Required work :: Copy the full listing exactly.

Provided entries START

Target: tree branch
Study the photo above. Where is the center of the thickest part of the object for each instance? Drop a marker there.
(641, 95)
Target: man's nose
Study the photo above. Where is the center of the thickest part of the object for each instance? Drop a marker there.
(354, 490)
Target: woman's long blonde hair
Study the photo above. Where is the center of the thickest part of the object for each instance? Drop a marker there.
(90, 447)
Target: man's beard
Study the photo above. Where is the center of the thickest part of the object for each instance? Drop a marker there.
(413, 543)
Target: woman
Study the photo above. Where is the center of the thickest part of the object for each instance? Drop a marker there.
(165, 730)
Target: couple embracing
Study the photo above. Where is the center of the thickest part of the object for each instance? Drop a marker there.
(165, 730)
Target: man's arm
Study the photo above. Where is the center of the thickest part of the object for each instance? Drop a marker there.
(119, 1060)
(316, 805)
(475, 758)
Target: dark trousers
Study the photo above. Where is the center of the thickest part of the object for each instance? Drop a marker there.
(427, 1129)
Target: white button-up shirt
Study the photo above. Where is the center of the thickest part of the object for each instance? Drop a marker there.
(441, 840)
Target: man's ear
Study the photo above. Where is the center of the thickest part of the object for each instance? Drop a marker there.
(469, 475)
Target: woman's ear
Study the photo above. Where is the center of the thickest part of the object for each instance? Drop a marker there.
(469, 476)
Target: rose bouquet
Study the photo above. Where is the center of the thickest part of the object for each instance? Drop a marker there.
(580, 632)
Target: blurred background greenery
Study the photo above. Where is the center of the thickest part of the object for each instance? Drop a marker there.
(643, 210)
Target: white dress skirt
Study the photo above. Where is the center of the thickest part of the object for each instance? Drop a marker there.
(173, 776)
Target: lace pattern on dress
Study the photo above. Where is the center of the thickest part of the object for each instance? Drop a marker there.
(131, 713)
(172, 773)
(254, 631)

Provided entries END

Solved problem ::
Target: tree branch
Study the photo above. Where is the center of the thickest part of the object for each instance? Drop a marker there.
(641, 95)
Target: man's nose
Study the photo above. Where is the center of the thickest part of the object for each instance? Drop a marker there.
(354, 490)
Target: woman's long blonde hair
Study the photo above. Where is the center of the thickest part of the object for each instance? Drop a marker there.
(90, 447)
Target: man's beard
Study the photo above. Where is the center of the thickest part of the object for each instance? Drop a marker there.
(413, 543)
Target: woman
Study the photo above. Where is the center of the thickest part of the object for each instance? Drop a marker there.
(165, 730)
Target: couple embracing
Study the photo above. Where is the center of the thickest part of the object for each instance? Drop a marker there.
(165, 730)
Target: man's arm
Study the photo above. Where is the center of the thickest part of the object for each instance? Drop a marker there.
(119, 1060)
(316, 805)
(475, 758)
Target: dark trousers
Study the photo above. Where is the center of the thickest part of the object for each instance? Drop a marker there.
(427, 1129)
Target: white button-up shirt
Study the photo above. Where is the center of the thickest part of the object for each instance? Drop a marker there.
(441, 840)
Target: man's ear
Study the photo above. Where is the center of the thickest part of the object for each instance? Drop a marker there.
(469, 475)
Target: woman's ear
Study the photo above. Where is the center of the thickest part of the object for each instance? Drop a marker there.
(469, 476)
Target: rose bouquet
Study the photo above. Where is the center of the thickest part of the object for each instance? Drop a marker there.
(580, 632)
Target: blurred background greenery
Study the photo above. Where is the center of the thickest part of the object for each instance? Drop a marker there.
(643, 210)
Target: white dress skirt
Study the photo above. Where is the center of the thickest part of the object for each instance? Drop a marker there.
(173, 776)
Target: lace pattern on dress
Study the photo above. Where is the center of the thickest part of the object for each instance? Drop a marker there.
(131, 713)
(172, 773)
(254, 631)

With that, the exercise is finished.